-- MATERIAL FOR THIS TASK --

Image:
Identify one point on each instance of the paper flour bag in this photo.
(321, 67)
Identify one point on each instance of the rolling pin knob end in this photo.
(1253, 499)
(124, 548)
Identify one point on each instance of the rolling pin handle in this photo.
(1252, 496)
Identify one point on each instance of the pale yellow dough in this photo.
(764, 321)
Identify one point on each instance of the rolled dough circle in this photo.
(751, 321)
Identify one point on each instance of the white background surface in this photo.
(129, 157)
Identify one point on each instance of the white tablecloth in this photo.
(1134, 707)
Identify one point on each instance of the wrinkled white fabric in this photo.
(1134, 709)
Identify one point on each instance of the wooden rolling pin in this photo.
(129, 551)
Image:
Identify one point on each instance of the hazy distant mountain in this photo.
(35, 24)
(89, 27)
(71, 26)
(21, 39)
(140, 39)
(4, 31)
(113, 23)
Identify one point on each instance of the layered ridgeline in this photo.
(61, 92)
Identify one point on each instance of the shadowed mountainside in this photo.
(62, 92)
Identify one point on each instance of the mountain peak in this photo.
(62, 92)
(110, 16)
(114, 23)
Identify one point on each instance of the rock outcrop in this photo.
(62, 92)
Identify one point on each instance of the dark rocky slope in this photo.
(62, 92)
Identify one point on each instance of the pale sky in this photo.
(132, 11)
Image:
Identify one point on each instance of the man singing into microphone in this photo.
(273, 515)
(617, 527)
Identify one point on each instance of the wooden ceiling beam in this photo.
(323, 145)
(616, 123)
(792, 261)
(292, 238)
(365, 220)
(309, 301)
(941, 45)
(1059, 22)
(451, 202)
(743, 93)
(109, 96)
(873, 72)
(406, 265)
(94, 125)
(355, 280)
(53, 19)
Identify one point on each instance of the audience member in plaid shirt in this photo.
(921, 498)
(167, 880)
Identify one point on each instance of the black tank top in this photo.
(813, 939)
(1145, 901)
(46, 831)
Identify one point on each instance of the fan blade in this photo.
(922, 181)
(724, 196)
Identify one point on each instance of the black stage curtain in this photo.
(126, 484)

-- WHAT IS EXPECTED --
Reproduce the listing above exactly.

-- TASK OUTPUT --
Image:
Identify one point on each instance of the paper flour bag in this photo.
(321, 67)
Identify one point on each instance of the rolling pin knob end in this photo.
(1253, 499)
(124, 548)
Identify one point on each instance of the rolling pin handle in this photo.
(1252, 496)
Identify one point on each instance of the pale yellow dough in this photo.
(764, 321)
Identify one point on each instance of the rolled dough circle in this photo.
(751, 321)
Identify one point on each instance of the white background surface in this photo.
(129, 157)
Identify one point on each instance of the white tablecloth in this photo.
(1134, 707)
Identify one point on each instance of the wrinkled white fabric in this photo.
(1134, 709)
Identify one point on each instance of the wooden rolling pin in this photo.
(129, 551)
Image:
Identify one point on each instance of the hazy distant mountain in this photo.
(35, 24)
(89, 27)
(71, 26)
(21, 39)
(140, 39)
(4, 31)
(113, 23)
Identify one point on each instance of the layered ridgeline in this photo.
(61, 92)
Identify one point on each instance of the shadowed mountainside in this photo.
(62, 92)
Identify one point on each instance of the mountain peak in this photo.
(62, 92)
(110, 16)
(114, 23)
Identify one point on each instance of the rock outcrop in this photo.
(62, 92)
Identify one point on each instance of the dark rocky slope in this photo.
(62, 92)
Identify one point on each instance of the pale sky in this photo.
(132, 11)
Image:
Identify one point on each instance of the man singing into microphone in this photo.
(273, 515)
(617, 527)
Identify one point on each instance of the wooden ceiling beam in this photo.
(323, 145)
(616, 123)
(792, 261)
(292, 238)
(365, 220)
(309, 301)
(941, 45)
(1059, 22)
(451, 202)
(743, 93)
(109, 96)
(873, 72)
(406, 265)
(94, 125)
(355, 280)
(53, 19)
Identify one point on each instance of the audience member in plaid shirt in this photo.
(921, 498)
(167, 880)
Identify one point on each instance of the black tank top in this photo.
(813, 939)
(1145, 901)
(46, 831)
Identify one point on each instance of the fan blade in this photo.
(922, 181)
(724, 196)
Identify one point on each instance of the black stage curtain in this photo.
(126, 484)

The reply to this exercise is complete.